• [PROVIDED PASSAGE]
Andrew Kubaney (ajkubane)

Haoyu Zhang (haoyuzha)

Title:

Chemical Reaction Simulation at Concentration and Particle Granularities with OpenMP

Webpage:

https://15418-fall22-team-kz.github.io/project-campfire/

Summary:

Building off the particle simulation from Assignment 3, we are going to create a chemical reaction simulation. This simulation will allow for different granularities (concentration vs. particle) within the same scene, and we will parallelize the simulation with OpenMP.

Background:

The best way to introduce this simulation is to explain how it differs from the particle simulation from Assignment 3. In Assignment 3, the simulation was of gravitational bodies (particles). In the chemical particle simulation, the gravitational bodies will be replaced with molecules.

In Assignment 3, the particle simulation was a gravity-based particle simulation. As such, Newton’s law of gravity was utilized to compute the force on each particle (according to the assignment 3 writeup), where G is the gravitational constant, $m_i,m_j$ are the masses of particle i and particle j, $\bf{r_i},\bf{r_j}$ are the position vectors of particle i and particle j, and $\parallel{\bf{r_j}} - {\bf{r_i}}\parallel$ is the magnitude of the vector ${\bf{r_j}} - {\bf{r_i}}$:

\[{\bf{F_{i,j}}} = \frac{G \cdot m_i \cdot m_j \cdot ({\bf{r_j}} - {\bf{r_i}})}{\parallel{\bf{r_j}} - {\bf{r_i}}\parallel^3}\]

However, at the molecular level, the strength of the gravitational force is dwarfed by the electrostatic force. As such, in the chemical simulation, the gravitational force will be replaced with the electrostatic force. The electrostatic force arises due to interactions between charged particles (charges are integer values, and can be positive or negative). The electrostatic force is attractive between particles that have charges of opposite signs, and it is repulsive between particles that have charges with the same sign. The electrostatic force is summarized by Coulomb’s law, where k is Coulomb’s constant, $q_i,q_j$ are the charges of particle i and particle j, $\bf{r_i},\bf{r_j}$ are the position vectors of particle i and particle j, and $\parallel{\bf{r_j}} - {\bf{r_i}}\parallel$ is the magnitude of the vector ${\bf{r_j}} - {\bf{r_i}}$: (courtesy of HyperPhysics):

\[{\bf{F_{i,j}}} = \frac{k \cdot q_i \cdot q_j \cdot ({\bf{r_j}} - {\bf{r_i}})}{\parallel{\bf{r_j}} - {\bf{r_i}}\parallel^3}\]

In Assignment 3, the per-particle update work was reduced by ignoring particles outside the cull radius. This assumption was reasonable because of the $\frac{1}{r^2}$ (where r is the distance between the particles) dependence for the force. Since Coulomb’s law indicates that the electrostatic force also has a $\frac{1}{r^2}$ dependence, it is reasonable to utilize the same simplification.

• [GIVEN INSTRUCTION] Please decide whether each statement below agrees with the simulation proposal above, answering yes or no and quoting the words of the proposal that settle it: (a) The simulation will be parallelized with OpenMP. (b) The electrostatic force is repulsive between particles whose charges have opposite signs. (c) In the chemical simulation, the gravitational bodies will be replaced with molecules.

• [INFORMATION PROVIDED]
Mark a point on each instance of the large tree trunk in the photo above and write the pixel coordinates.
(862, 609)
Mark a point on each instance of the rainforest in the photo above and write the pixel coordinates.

• [EXERCISE ANSWER]
(a) Yes: "we will parallelize the simulation with OpenMP."
(b) No: "The electrostatic force is attractive between particles that have charges of opposite signs"
(c) Yes: "In the chemical particle simulation, the gravitational bodies will be replaced with molecules."